===== DATA TO PROCESS =====

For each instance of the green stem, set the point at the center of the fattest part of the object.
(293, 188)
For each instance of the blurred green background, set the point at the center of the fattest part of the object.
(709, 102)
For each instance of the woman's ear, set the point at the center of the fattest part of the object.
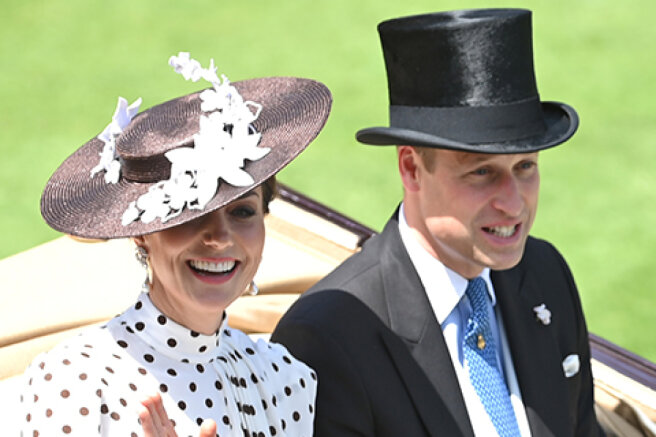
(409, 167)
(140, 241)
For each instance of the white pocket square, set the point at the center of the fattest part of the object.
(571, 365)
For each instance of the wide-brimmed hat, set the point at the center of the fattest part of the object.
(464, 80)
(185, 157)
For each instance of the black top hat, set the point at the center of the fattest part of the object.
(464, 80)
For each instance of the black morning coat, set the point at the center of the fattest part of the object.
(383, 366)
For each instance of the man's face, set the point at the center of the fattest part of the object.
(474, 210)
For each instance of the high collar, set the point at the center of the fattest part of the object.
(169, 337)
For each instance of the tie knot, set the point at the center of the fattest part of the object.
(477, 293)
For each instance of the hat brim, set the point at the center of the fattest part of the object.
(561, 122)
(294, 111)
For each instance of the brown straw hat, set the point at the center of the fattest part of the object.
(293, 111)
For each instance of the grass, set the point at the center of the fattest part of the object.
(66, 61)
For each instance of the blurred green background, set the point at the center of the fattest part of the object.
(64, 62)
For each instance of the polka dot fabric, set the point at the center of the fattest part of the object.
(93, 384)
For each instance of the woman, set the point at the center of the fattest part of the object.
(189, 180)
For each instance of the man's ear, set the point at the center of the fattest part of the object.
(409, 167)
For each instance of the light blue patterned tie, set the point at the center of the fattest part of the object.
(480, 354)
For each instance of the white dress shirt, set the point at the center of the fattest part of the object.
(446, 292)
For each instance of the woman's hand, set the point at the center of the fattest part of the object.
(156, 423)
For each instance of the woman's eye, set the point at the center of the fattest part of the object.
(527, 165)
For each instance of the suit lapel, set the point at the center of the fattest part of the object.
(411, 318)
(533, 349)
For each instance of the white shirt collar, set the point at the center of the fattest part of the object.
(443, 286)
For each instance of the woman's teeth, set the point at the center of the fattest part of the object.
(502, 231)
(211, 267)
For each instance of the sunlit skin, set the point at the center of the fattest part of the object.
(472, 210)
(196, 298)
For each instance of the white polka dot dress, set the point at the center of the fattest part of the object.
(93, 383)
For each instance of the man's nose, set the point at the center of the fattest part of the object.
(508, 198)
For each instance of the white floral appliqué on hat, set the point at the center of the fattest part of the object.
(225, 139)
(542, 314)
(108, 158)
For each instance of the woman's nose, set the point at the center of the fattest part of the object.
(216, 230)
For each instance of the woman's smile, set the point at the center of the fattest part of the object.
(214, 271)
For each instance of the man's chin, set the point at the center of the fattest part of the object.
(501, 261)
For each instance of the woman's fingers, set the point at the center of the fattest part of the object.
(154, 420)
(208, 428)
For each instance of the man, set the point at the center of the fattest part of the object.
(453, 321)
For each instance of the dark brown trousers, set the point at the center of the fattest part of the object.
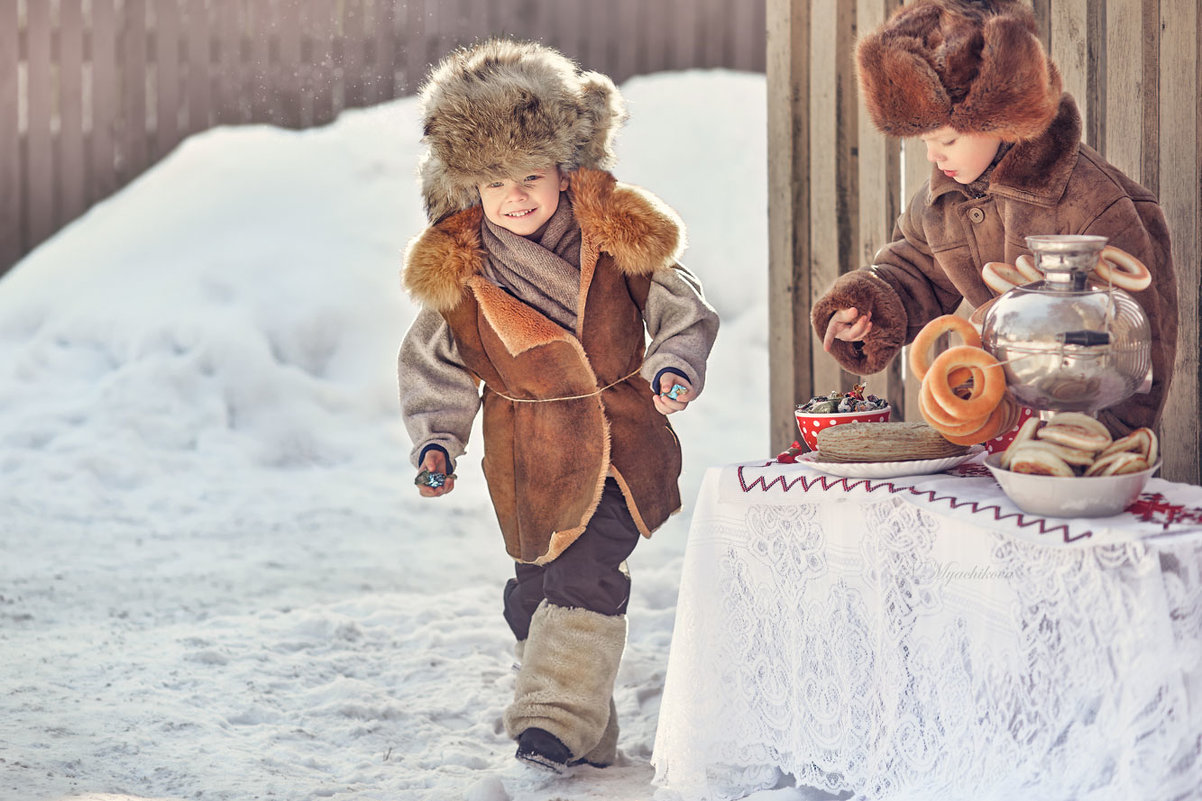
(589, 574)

=====
===== DATA TO PROCESS =====

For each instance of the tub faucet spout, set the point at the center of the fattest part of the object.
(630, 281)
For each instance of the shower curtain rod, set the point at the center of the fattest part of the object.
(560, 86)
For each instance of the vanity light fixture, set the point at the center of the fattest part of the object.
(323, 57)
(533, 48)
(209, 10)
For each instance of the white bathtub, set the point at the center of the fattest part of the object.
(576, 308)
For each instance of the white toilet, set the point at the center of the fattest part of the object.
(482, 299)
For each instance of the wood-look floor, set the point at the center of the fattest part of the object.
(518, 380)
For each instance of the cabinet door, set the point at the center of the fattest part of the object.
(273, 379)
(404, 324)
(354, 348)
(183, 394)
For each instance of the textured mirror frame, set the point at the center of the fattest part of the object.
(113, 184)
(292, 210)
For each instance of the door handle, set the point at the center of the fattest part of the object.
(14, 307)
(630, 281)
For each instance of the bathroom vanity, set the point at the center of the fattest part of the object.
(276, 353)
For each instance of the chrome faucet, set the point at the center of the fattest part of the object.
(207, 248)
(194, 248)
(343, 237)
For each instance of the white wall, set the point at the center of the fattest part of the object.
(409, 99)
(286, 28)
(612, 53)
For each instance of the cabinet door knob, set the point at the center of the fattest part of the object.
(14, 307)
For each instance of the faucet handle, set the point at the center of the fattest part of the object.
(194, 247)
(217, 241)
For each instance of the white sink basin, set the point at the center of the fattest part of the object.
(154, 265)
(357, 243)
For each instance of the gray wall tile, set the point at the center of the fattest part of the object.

=====

> YOUR INSTRUCTIONS
Begin at the line that has "For each instance of the tub" and stop after the line that has "For each instance of the gray". Rewrite that stretch of the listing with "fattest" swapped for "thickest" and everything else left unchanged.

> EXERCISE ANSWER
For each instance of the tub faucet spout, set the point at the center of the thickest part of the object.
(630, 281)
For each instance of the shower curtain rod, set the point at the center of the thickest part of the object.
(560, 86)
For each instance of the vanity light fixture, set the point at the center of the thickest part of the object.
(323, 57)
(533, 48)
(209, 10)
For each instance of the white bathtub, set the point at the center of the thickest part of the object.
(576, 308)
For each instance of the white toilet, set the point at the center of the thickest part of the object.
(482, 299)
For each instance of the wood-look floor, set the point at the center of the thickest part of the object.
(518, 380)
For each instance of the cabinet door, set the point at the center of the thickest part of the object.
(273, 379)
(404, 324)
(354, 348)
(183, 394)
For each instance of the textured mirror frame, set the point at the center of the thickest part of the object.
(113, 184)
(292, 210)
For each instance of the door handle, set the point at the center of the thickest part of the object.
(14, 307)
(630, 281)
For each instance of the bathroom vanity, set the point at the center of the thickest part of the object.
(276, 353)
For each instance of the chrome faucet, set the point at the center of the thickest part of the object.
(207, 248)
(194, 248)
(343, 237)
For each instance of the white wall, set the point at the center of the thickest part of the object.
(409, 99)
(286, 28)
(612, 53)
For each instance of the cabinet door knob, set the point at the center of the thickest part of the object.
(14, 307)
For each instance of the faucet handle, set the point at the center of the thickest part of the object.
(194, 247)
(217, 241)
For each instance of the white sink basin, set the point at the center of the thickest part of the object.
(154, 265)
(357, 243)
For each instance of the gray wall tile, set the point at the center of the thickest part of the object.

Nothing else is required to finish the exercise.